## What is required
All records should be reproduced verbatim.

-- start of Records for this exercise --

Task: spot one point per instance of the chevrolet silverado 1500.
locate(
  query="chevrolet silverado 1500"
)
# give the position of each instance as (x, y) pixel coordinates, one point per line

-- end of Records for this exercise --

## Exercise result
Task: spot one point per instance of the chevrolet silverado 1500.
locate(
  query="chevrolet silverado 1500"
)
# give the position of each instance as (x, y) pixel coordinates, one point per line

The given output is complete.